┌─ Excerpted text
For the six-month periods ended June 30, 2008 and 2007, FFO per
share was $1.65 (diluted and basic) and $2.18 (diluted) and $2.19
(basic), respectively. FFO applicable to common shareholders was
$198.7 million for the six-month period ended June 30, 2008, as
compared to $265.4 million for the six-month period ended June 30,
2007. The decrease in FFO for the six-month period ended June 30,
2008, is primarily a result of the same factors impacting net
income as described above.
FFO is a supplemental non-GAAP financial measurement used as a
standard in the real estate industry and a widely accepted measure
of real estate investment trust ("REIT") performance. Management
believes that FFO provides an additional indicator of the financial
performance of a REIT. The Company also believes that FFO more
appropriately measures the core operations of the Company and
provides a benchmark to its peer group. FFO does not represent cash
generated from operating activities in accordance with generally
accepted accounting principles ("GAAP"), is not necessarily
indicative of cash available to fund cash needs and should not be
considered as an alternative to net income computed in accordance
with GAAP as an indicator of the Company's operating performance or
as an alternative to cash flow as a measure of liquidity. FFO is
defined and calculated by the Company as net income, adjusted to
exclude: (i) preferred share dividends, (ii) gains from disposition
of depreciable real estate property, except for those sold through
the Company's merchant building program, which are presented net of
taxes, (iii) extraordinary items and (iv) certain non-cash items.
These non-cash items principally include real property depreciation
and amortization of intangibles, equity income from joint ventures
and equity income from minority equity investments and adding the
Company's proportionate share of FFO from its unconsolidated joint
ventures and minority equity investments, determined on a
consistent basis. Other real estate companies may calculate FFO in
a different manner. A reconciliation of net income to FFO is
presented in the financial highlights section.
Leasing:
The following results from the second quarter ended June 30,
2008 highlight continued strong leasing activity throughout the
portfolio:
-- Executed 173 new leases aggregating 0.7 million square feet and 271
renewals aggregating 1.5 million square feet.
-- On a cash basis, rental rates on new leases increased 10.2% and rental
rates on renewals increased 8.6%. Overall, rental rates for new leases and
renewals increased 8.9%.
-- Total portfolio average annualized base rent per occupied square foot,
excluding Brazil, as of June 30, 2008 was $12.41, as compared to $12.16 at
June 30, 2007.
-- Core portfolio leased rate was 95.5% as of June 30, 2008, as compared
to 95.9% at June 30, 2007.
Total annual recurring leasing capital expenditures for the
Company and its joint ventures are estimated to be approximately
$29 million ($0.25 per square foot of owned GLA) in 2008 calculated
based on 100% of the funding.
└─
┌─ Recorded information
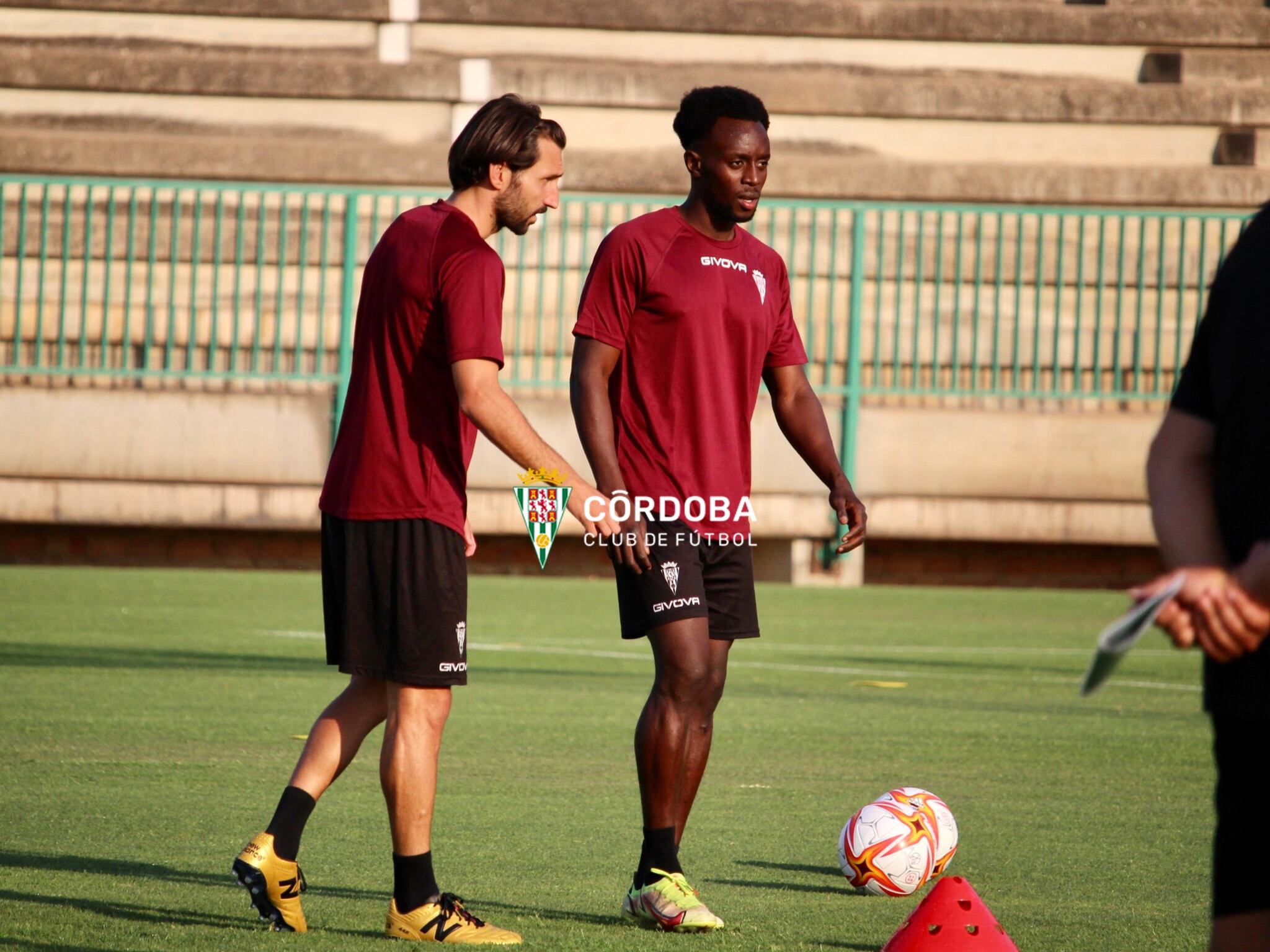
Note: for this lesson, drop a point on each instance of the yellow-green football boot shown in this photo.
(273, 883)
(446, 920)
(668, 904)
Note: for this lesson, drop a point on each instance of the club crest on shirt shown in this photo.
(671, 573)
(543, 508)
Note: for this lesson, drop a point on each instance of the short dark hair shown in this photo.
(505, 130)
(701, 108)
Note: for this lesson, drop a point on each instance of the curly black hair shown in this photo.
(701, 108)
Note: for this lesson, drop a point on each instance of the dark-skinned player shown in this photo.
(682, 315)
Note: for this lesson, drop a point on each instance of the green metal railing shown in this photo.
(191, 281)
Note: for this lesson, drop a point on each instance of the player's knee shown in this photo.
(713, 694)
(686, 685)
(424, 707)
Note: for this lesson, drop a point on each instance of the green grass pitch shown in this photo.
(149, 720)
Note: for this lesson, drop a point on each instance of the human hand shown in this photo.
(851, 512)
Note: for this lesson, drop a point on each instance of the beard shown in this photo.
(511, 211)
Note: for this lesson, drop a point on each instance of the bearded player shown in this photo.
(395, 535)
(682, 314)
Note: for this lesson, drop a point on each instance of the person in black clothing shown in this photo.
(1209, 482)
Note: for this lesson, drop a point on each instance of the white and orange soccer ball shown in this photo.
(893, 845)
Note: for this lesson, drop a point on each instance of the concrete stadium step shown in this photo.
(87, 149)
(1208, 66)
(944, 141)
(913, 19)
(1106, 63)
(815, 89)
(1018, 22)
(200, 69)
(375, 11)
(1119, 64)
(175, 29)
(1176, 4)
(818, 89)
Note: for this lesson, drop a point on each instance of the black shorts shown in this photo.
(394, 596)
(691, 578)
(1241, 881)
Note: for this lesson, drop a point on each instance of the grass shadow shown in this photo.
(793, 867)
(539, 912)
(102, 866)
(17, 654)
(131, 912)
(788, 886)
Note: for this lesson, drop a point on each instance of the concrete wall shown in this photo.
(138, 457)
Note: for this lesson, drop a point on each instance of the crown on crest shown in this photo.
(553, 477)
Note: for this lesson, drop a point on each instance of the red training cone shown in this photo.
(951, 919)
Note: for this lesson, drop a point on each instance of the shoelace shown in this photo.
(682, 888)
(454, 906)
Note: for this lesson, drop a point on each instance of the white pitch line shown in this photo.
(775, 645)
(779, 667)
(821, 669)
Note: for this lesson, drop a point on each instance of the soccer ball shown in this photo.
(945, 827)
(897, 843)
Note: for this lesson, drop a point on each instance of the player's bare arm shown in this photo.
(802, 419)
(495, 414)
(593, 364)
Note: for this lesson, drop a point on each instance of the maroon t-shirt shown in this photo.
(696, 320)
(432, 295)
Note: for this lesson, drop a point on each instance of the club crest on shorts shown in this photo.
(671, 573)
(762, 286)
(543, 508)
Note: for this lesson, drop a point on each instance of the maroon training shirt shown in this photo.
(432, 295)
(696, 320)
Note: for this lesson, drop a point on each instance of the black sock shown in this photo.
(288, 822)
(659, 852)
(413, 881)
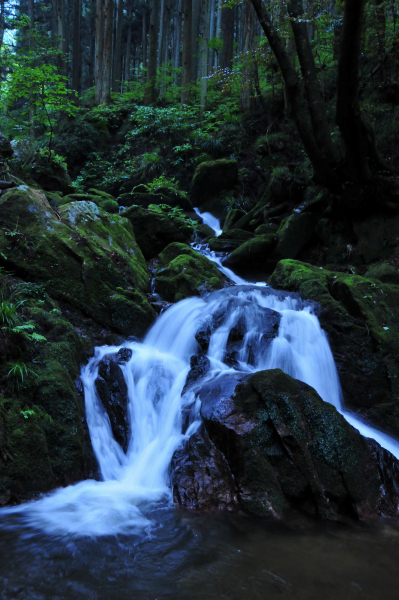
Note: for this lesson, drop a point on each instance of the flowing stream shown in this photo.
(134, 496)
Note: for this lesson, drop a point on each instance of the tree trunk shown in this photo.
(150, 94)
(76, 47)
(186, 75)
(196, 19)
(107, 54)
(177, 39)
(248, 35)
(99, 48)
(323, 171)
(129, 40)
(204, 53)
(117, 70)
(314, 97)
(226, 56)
└─
-- Task requirements --
1. According to the excerpt on FFO and leasing, what was the core portfolio leased rate as of June 30, 2008?
2. How many lines of the listing contain the string "white"? Treat uppercase and lowercase as different, and reply with the number alone.

-- Answers to each task --
1. 95.5%

2. 2